Stored entries
%%
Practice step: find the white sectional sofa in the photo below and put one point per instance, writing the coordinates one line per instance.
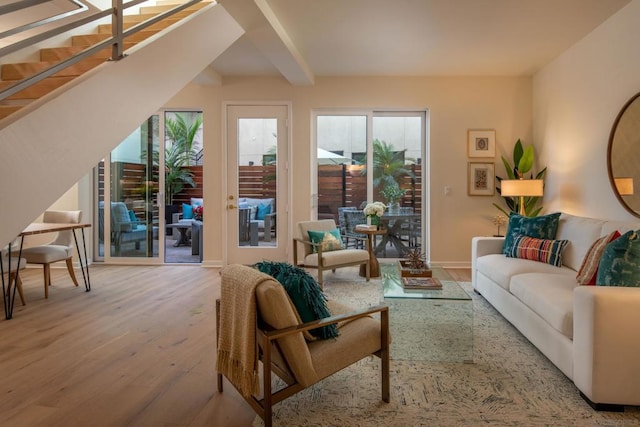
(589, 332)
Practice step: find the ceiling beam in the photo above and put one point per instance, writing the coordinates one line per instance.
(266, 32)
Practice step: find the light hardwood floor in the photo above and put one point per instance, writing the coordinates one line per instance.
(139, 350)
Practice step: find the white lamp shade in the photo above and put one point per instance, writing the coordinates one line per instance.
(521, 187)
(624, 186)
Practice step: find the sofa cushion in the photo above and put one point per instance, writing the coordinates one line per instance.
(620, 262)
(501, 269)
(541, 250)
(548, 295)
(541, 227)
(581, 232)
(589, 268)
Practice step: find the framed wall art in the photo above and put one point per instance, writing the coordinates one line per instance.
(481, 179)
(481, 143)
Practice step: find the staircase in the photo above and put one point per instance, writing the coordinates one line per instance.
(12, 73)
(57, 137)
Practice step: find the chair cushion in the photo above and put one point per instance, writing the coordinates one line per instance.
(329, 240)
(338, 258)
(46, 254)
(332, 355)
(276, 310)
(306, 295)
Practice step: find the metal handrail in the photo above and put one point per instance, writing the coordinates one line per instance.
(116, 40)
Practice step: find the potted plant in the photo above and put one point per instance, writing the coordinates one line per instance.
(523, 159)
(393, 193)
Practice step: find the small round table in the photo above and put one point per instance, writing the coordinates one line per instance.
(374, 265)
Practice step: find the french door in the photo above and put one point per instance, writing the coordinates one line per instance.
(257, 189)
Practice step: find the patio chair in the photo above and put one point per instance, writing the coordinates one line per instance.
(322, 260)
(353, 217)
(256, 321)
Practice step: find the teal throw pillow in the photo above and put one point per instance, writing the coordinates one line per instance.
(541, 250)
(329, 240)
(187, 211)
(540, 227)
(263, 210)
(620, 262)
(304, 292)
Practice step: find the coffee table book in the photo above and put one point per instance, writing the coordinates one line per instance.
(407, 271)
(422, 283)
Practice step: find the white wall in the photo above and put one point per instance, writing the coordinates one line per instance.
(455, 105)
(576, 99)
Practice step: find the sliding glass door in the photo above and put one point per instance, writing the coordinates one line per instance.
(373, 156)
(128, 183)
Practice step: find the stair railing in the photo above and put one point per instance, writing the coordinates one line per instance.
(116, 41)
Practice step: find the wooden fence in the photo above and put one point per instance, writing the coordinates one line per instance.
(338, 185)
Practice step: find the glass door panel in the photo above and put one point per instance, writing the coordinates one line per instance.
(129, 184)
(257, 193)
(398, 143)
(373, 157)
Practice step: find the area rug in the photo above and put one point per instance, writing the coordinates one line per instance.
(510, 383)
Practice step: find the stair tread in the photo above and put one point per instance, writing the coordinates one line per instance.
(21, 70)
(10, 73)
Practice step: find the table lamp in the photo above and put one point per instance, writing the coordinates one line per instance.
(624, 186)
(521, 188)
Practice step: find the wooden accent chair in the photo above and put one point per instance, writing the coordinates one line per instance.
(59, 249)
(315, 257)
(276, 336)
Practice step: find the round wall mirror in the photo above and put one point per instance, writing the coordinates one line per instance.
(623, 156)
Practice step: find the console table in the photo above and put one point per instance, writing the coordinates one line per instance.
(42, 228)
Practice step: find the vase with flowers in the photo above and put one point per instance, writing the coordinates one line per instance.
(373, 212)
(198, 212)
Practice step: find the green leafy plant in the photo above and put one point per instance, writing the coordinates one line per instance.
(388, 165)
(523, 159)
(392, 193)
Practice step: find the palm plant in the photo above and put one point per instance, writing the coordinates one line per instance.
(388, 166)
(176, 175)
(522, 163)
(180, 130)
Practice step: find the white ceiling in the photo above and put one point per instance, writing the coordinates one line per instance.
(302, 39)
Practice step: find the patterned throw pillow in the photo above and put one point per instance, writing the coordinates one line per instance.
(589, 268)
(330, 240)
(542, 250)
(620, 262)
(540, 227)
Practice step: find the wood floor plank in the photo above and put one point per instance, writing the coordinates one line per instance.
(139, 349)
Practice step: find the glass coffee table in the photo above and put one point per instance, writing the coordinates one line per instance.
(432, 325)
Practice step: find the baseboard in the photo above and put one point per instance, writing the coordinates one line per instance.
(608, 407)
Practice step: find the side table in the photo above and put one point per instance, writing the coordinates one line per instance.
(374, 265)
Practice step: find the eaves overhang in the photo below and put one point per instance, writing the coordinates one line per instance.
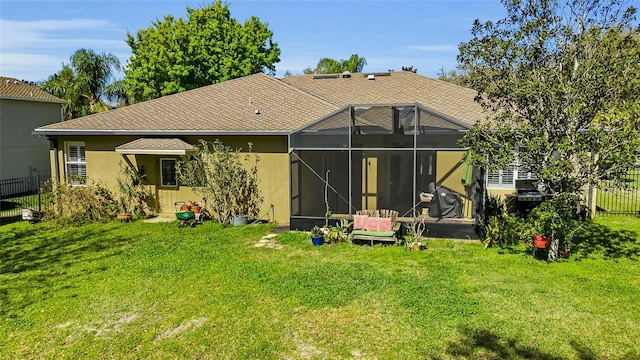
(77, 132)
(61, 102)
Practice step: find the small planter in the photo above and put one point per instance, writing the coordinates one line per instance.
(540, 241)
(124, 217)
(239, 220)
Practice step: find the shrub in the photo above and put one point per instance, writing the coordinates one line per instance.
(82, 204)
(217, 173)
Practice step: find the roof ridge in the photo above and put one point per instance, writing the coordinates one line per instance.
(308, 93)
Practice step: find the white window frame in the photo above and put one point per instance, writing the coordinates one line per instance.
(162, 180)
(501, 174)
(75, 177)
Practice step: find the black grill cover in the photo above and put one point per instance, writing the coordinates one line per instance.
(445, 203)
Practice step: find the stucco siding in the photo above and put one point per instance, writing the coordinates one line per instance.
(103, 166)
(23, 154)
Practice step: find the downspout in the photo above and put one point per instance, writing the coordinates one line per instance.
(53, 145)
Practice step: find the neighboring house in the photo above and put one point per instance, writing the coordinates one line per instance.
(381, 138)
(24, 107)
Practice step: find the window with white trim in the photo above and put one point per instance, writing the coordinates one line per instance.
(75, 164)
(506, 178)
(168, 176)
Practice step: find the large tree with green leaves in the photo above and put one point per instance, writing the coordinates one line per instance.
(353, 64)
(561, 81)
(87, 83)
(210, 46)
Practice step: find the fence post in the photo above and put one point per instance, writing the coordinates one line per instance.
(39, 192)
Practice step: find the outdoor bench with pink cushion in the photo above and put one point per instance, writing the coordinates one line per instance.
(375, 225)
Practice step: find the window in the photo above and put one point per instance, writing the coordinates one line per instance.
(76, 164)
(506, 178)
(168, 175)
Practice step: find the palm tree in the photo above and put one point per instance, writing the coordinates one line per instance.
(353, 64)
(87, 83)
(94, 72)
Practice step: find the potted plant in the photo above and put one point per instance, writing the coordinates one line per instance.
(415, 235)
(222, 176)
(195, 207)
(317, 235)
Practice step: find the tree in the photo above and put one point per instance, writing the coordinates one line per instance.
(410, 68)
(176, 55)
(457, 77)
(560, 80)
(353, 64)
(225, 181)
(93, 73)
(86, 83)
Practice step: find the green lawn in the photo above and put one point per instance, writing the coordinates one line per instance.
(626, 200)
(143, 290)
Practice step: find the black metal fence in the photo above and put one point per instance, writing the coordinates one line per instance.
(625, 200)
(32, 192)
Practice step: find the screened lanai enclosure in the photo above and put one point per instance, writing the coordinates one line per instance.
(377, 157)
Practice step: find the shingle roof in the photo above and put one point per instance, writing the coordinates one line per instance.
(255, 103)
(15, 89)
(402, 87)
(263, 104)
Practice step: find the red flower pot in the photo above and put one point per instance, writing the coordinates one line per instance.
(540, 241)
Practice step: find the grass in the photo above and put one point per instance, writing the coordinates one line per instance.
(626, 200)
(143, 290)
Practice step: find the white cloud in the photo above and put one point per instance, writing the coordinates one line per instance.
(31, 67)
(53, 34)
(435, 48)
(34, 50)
%%
SHORT EXERCISE
Format the lines from the one containing "Practice step: find the white cloud" through the end of the records as a JSON list of strings, one string per line, omitting blank lines.

THE RESPONSE
[
  "Practice step: find the white cloud in the photo above and put one point per instance, writing the coordinates one line per instance.",
  "(31, 67)",
  "(53, 34)",
  "(435, 48)",
  "(34, 50)"
]